The Registration Act, 1908 is a deceptively short statute, but a handful of Supreme Court decisions have done the real work of fixing its meaning — what must be registered, what an unregistered document can still prove, and where the registering officer's power ends. This article gathers the leading authorities aspirants are repeatedly tested on, organised by the doctrinal problem each one solves, from Suraj Lamp on GPA sales to Satya Pal Anand on cancellation, with the verified citation and ratio for each. Read it alongside the companion notes on compulsory registration and optional registration.
The purpose the Court reads into the Act
Before the case law makes sense, it helps to hold the statutory object the Supreme Court keeps returning to. In Suraj Lamp & Industries (P) Ltd. v. State of Haryana, (2012) 1 SCC 656 (AIR 2012 SC 206), the Court explained that registration is designed to bring "order, discipline and public notice" into dealings with property, so that a person can rely on the public record before parting with money, and to guard against fraud and forgery. The Act, the Court has repeatedly stressed, is concerned with documents, not with the underlying transaction: it tells you whether a written instrument must be registered, but the substantive law of transfer lives in the Transfer of Property Act, 1882. That division of labour is the key to nearly every dispute below — the question is rarely "was the transaction valid" but "was the writing required to be registered, and if it was not registered, what can it still be used for." For the foundational framework see the introduction to these notes and the broader Registration Act hub.

> DATA ROWS:
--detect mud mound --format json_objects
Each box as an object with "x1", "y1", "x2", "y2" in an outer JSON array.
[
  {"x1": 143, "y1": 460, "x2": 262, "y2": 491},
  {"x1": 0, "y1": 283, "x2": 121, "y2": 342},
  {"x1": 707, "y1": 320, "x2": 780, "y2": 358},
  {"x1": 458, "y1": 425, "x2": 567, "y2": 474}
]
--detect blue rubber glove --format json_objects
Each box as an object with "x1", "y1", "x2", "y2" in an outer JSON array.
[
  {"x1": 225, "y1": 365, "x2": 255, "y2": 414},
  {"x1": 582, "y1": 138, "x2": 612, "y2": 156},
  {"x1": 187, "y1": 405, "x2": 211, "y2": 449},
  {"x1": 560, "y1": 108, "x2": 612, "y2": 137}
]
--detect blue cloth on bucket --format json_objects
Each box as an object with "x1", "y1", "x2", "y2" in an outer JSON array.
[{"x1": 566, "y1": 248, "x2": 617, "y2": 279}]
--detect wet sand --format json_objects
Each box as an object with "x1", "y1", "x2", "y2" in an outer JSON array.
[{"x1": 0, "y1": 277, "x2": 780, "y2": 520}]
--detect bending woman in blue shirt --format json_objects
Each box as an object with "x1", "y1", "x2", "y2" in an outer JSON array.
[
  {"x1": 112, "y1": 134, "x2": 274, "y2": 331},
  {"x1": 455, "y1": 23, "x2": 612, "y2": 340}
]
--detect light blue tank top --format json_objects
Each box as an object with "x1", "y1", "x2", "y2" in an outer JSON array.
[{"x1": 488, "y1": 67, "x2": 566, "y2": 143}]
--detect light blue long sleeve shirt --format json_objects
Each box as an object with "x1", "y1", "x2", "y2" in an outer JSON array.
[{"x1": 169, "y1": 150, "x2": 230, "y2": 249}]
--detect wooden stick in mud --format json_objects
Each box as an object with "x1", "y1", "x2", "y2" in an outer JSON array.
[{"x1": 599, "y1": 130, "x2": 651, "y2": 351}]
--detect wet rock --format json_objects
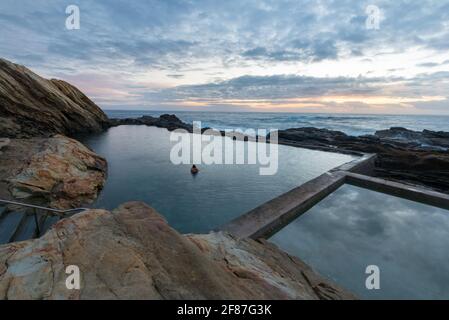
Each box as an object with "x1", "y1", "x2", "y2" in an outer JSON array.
[
  {"x1": 0, "y1": 202, "x2": 354, "y2": 299},
  {"x1": 0, "y1": 135, "x2": 107, "y2": 208},
  {"x1": 0, "y1": 59, "x2": 108, "y2": 138},
  {"x1": 109, "y1": 114, "x2": 193, "y2": 132}
]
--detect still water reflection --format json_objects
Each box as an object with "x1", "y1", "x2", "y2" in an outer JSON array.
[
  {"x1": 270, "y1": 185, "x2": 449, "y2": 299},
  {"x1": 82, "y1": 126, "x2": 354, "y2": 232}
]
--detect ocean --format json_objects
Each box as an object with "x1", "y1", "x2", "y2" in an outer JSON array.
[{"x1": 105, "y1": 110, "x2": 449, "y2": 136}]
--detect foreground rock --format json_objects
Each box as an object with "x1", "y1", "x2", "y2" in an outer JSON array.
[
  {"x1": 0, "y1": 59, "x2": 108, "y2": 138},
  {"x1": 0, "y1": 202, "x2": 354, "y2": 299},
  {"x1": 0, "y1": 135, "x2": 107, "y2": 208}
]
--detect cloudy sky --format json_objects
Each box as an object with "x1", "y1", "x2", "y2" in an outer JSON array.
[{"x1": 0, "y1": 0, "x2": 449, "y2": 114}]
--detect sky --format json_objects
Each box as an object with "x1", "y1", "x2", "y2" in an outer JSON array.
[{"x1": 0, "y1": 0, "x2": 449, "y2": 115}]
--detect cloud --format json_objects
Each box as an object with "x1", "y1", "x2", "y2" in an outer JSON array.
[{"x1": 0, "y1": 0, "x2": 449, "y2": 114}]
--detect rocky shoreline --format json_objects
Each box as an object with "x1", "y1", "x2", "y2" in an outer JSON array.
[
  {"x1": 110, "y1": 114, "x2": 449, "y2": 193},
  {"x1": 0, "y1": 60, "x2": 449, "y2": 299},
  {"x1": 0, "y1": 202, "x2": 355, "y2": 300}
]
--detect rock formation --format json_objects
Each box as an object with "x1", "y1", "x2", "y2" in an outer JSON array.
[
  {"x1": 0, "y1": 59, "x2": 108, "y2": 138},
  {"x1": 111, "y1": 115, "x2": 449, "y2": 193},
  {"x1": 0, "y1": 135, "x2": 107, "y2": 209},
  {"x1": 0, "y1": 202, "x2": 355, "y2": 299}
]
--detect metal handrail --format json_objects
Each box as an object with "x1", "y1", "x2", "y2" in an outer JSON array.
[
  {"x1": 0, "y1": 199, "x2": 90, "y2": 214},
  {"x1": 0, "y1": 199, "x2": 90, "y2": 240}
]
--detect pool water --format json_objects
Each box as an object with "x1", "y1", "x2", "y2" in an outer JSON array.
[
  {"x1": 81, "y1": 126, "x2": 354, "y2": 233},
  {"x1": 270, "y1": 185, "x2": 449, "y2": 299}
]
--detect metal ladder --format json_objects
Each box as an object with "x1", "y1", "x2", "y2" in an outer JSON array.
[{"x1": 0, "y1": 199, "x2": 89, "y2": 245}]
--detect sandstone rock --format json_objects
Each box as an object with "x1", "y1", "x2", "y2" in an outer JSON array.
[
  {"x1": 0, "y1": 202, "x2": 354, "y2": 299},
  {"x1": 109, "y1": 114, "x2": 193, "y2": 132},
  {"x1": 0, "y1": 135, "x2": 107, "y2": 208},
  {"x1": 0, "y1": 59, "x2": 108, "y2": 138}
]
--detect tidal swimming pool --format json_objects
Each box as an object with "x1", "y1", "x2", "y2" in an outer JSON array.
[
  {"x1": 270, "y1": 185, "x2": 449, "y2": 299},
  {"x1": 81, "y1": 126, "x2": 355, "y2": 233}
]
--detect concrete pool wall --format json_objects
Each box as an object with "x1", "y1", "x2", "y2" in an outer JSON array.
[{"x1": 220, "y1": 154, "x2": 449, "y2": 239}]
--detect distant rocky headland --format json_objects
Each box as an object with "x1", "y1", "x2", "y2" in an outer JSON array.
[
  {"x1": 110, "y1": 115, "x2": 449, "y2": 193},
  {"x1": 0, "y1": 59, "x2": 449, "y2": 299},
  {"x1": 0, "y1": 60, "x2": 355, "y2": 299}
]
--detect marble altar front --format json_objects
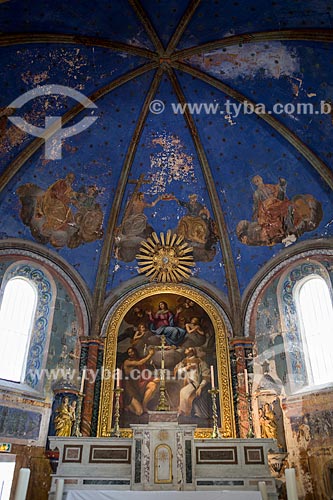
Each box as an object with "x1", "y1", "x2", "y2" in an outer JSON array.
[{"x1": 49, "y1": 412, "x2": 277, "y2": 500}]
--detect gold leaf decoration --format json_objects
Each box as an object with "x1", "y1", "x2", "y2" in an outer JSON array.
[{"x1": 136, "y1": 229, "x2": 195, "y2": 283}]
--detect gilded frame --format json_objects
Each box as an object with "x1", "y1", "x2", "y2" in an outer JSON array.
[{"x1": 97, "y1": 283, "x2": 236, "y2": 438}]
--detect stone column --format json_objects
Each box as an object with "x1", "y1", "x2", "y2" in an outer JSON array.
[{"x1": 80, "y1": 337, "x2": 104, "y2": 436}]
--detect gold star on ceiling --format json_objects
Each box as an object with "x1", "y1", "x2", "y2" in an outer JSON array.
[{"x1": 136, "y1": 229, "x2": 195, "y2": 283}]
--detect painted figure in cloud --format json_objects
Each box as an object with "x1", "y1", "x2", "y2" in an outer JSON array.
[
  {"x1": 236, "y1": 175, "x2": 323, "y2": 246},
  {"x1": 17, "y1": 172, "x2": 103, "y2": 248}
]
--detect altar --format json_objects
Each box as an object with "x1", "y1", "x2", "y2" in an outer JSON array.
[
  {"x1": 49, "y1": 412, "x2": 277, "y2": 500},
  {"x1": 66, "y1": 490, "x2": 261, "y2": 500},
  {"x1": 49, "y1": 284, "x2": 278, "y2": 500}
]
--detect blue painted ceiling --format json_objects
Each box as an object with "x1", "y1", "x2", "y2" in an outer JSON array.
[{"x1": 0, "y1": 0, "x2": 333, "y2": 326}]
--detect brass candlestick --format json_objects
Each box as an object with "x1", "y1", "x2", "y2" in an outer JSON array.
[
  {"x1": 208, "y1": 387, "x2": 221, "y2": 439},
  {"x1": 246, "y1": 380, "x2": 254, "y2": 438},
  {"x1": 72, "y1": 392, "x2": 84, "y2": 437},
  {"x1": 111, "y1": 387, "x2": 124, "y2": 437},
  {"x1": 156, "y1": 335, "x2": 170, "y2": 411}
]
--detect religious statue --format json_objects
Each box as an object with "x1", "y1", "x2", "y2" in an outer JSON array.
[
  {"x1": 54, "y1": 396, "x2": 76, "y2": 437},
  {"x1": 259, "y1": 403, "x2": 278, "y2": 439}
]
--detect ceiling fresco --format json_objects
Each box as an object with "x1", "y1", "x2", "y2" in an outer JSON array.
[{"x1": 0, "y1": 0, "x2": 333, "y2": 330}]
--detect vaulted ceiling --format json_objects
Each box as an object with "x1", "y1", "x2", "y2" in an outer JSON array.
[{"x1": 0, "y1": 0, "x2": 333, "y2": 332}]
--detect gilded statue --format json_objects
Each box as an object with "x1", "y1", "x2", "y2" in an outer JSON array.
[
  {"x1": 54, "y1": 396, "x2": 76, "y2": 437},
  {"x1": 259, "y1": 403, "x2": 278, "y2": 439}
]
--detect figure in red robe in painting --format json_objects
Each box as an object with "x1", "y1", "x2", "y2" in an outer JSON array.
[{"x1": 236, "y1": 175, "x2": 323, "y2": 246}]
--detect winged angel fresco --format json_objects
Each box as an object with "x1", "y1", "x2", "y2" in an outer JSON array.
[
  {"x1": 17, "y1": 173, "x2": 103, "y2": 248},
  {"x1": 236, "y1": 175, "x2": 323, "y2": 246}
]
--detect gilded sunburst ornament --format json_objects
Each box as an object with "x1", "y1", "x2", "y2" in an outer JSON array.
[{"x1": 136, "y1": 229, "x2": 195, "y2": 283}]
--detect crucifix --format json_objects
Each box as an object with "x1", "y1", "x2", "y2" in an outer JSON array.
[{"x1": 156, "y1": 335, "x2": 170, "y2": 411}]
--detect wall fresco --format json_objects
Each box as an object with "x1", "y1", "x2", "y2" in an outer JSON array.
[
  {"x1": 236, "y1": 175, "x2": 323, "y2": 246},
  {"x1": 17, "y1": 173, "x2": 103, "y2": 248},
  {"x1": 0, "y1": 405, "x2": 42, "y2": 440}
]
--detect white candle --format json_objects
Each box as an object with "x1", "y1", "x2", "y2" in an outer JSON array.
[
  {"x1": 258, "y1": 481, "x2": 268, "y2": 500},
  {"x1": 210, "y1": 365, "x2": 215, "y2": 389},
  {"x1": 116, "y1": 368, "x2": 120, "y2": 389},
  {"x1": 244, "y1": 368, "x2": 249, "y2": 394},
  {"x1": 14, "y1": 469, "x2": 30, "y2": 500},
  {"x1": 284, "y1": 468, "x2": 298, "y2": 500},
  {"x1": 80, "y1": 368, "x2": 86, "y2": 394},
  {"x1": 54, "y1": 479, "x2": 65, "y2": 500}
]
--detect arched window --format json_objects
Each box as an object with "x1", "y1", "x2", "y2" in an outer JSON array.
[
  {"x1": 0, "y1": 277, "x2": 38, "y2": 382},
  {"x1": 294, "y1": 275, "x2": 333, "y2": 386}
]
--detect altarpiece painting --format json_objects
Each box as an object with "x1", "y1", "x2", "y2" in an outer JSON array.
[{"x1": 99, "y1": 284, "x2": 235, "y2": 437}]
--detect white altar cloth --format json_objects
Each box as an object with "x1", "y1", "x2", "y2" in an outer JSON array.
[{"x1": 67, "y1": 490, "x2": 261, "y2": 500}]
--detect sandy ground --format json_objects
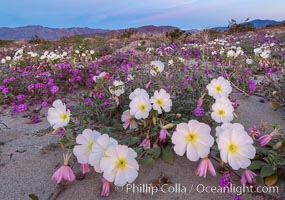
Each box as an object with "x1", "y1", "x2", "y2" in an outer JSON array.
[{"x1": 0, "y1": 94, "x2": 285, "y2": 200}]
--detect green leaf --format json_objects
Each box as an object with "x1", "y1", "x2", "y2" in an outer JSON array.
[
  {"x1": 255, "y1": 176, "x2": 263, "y2": 184},
  {"x1": 249, "y1": 160, "x2": 266, "y2": 170},
  {"x1": 121, "y1": 137, "x2": 139, "y2": 146},
  {"x1": 145, "y1": 147, "x2": 161, "y2": 158},
  {"x1": 161, "y1": 145, "x2": 174, "y2": 164},
  {"x1": 133, "y1": 147, "x2": 143, "y2": 155},
  {"x1": 139, "y1": 156, "x2": 154, "y2": 165},
  {"x1": 126, "y1": 128, "x2": 136, "y2": 134},
  {"x1": 29, "y1": 194, "x2": 39, "y2": 200},
  {"x1": 264, "y1": 174, "x2": 278, "y2": 186},
  {"x1": 260, "y1": 165, "x2": 275, "y2": 178}
]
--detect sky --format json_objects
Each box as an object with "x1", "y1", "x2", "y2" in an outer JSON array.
[{"x1": 0, "y1": 0, "x2": 285, "y2": 29}]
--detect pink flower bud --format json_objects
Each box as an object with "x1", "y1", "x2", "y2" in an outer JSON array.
[
  {"x1": 51, "y1": 166, "x2": 75, "y2": 184},
  {"x1": 240, "y1": 169, "x2": 256, "y2": 185},
  {"x1": 159, "y1": 129, "x2": 170, "y2": 142},
  {"x1": 196, "y1": 157, "x2": 216, "y2": 178},
  {"x1": 51, "y1": 153, "x2": 75, "y2": 184},
  {"x1": 139, "y1": 138, "x2": 150, "y2": 149},
  {"x1": 80, "y1": 163, "x2": 90, "y2": 174},
  {"x1": 101, "y1": 178, "x2": 110, "y2": 197},
  {"x1": 257, "y1": 135, "x2": 272, "y2": 147}
]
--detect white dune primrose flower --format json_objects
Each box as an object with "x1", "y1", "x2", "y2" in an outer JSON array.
[
  {"x1": 217, "y1": 125, "x2": 256, "y2": 170},
  {"x1": 47, "y1": 99, "x2": 70, "y2": 129},
  {"x1": 150, "y1": 60, "x2": 164, "y2": 76},
  {"x1": 130, "y1": 95, "x2": 152, "y2": 119},
  {"x1": 100, "y1": 145, "x2": 139, "y2": 186},
  {"x1": 207, "y1": 76, "x2": 232, "y2": 99},
  {"x1": 5, "y1": 56, "x2": 12, "y2": 61},
  {"x1": 260, "y1": 51, "x2": 270, "y2": 59},
  {"x1": 227, "y1": 50, "x2": 236, "y2": 58},
  {"x1": 121, "y1": 110, "x2": 138, "y2": 129},
  {"x1": 73, "y1": 129, "x2": 101, "y2": 164},
  {"x1": 129, "y1": 88, "x2": 149, "y2": 100},
  {"x1": 150, "y1": 89, "x2": 172, "y2": 114},
  {"x1": 211, "y1": 97, "x2": 234, "y2": 123},
  {"x1": 89, "y1": 134, "x2": 118, "y2": 173},
  {"x1": 171, "y1": 120, "x2": 214, "y2": 161},
  {"x1": 109, "y1": 80, "x2": 125, "y2": 97},
  {"x1": 245, "y1": 58, "x2": 253, "y2": 65}
]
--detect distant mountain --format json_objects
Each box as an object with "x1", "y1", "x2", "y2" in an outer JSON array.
[
  {"x1": 0, "y1": 19, "x2": 285, "y2": 40},
  {"x1": 0, "y1": 26, "x2": 109, "y2": 40},
  {"x1": 211, "y1": 19, "x2": 285, "y2": 31},
  {"x1": 0, "y1": 25, "x2": 177, "y2": 40},
  {"x1": 250, "y1": 19, "x2": 285, "y2": 28},
  {"x1": 98, "y1": 25, "x2": 177, "y2": 36}
]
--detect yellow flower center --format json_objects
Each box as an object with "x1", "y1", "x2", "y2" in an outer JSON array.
[
  {"x1": 60, "y1": 113, "x2": 67, "y2": 121},
  {"x1": 156, "y1": 98, "x2": 164, "y2": 106},
  {"x1": 87, "y1": 141, "x2": 94, "y2": 152},
  {"x1": 116, "y1": 157, "x2": 128, "y2": 170},
  {"x1": 185, "y1": 132, "x2": 198, "y2": 144},
  {"x1": 218, "y1": 109, "x2": 226, "y2": 117},
  {"x1": 139, "y1": 103, "x2": 146, "y2": 112},
  {"x1": 215, "y1": 85, "x2": 223, "y2": 93},
  {"x1": 228, "y1": 142, "x2": 239, "y2": 154}
]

> TASK INSTRUCTIONS:
1. In the article on the Registration Act, what does Suraj Lamp say registration is designed to bring into dealings with property?
2. List the questions about the Registration Act that the article's opening paragraph says the Supreme Court decisions have settled.
The lines have no part in this work.

> THE REPLIES:
1. Order, discipline and public notice.

2.
- What must be registered
- What an unregistered document can still prove
- Where the registering officer's power ends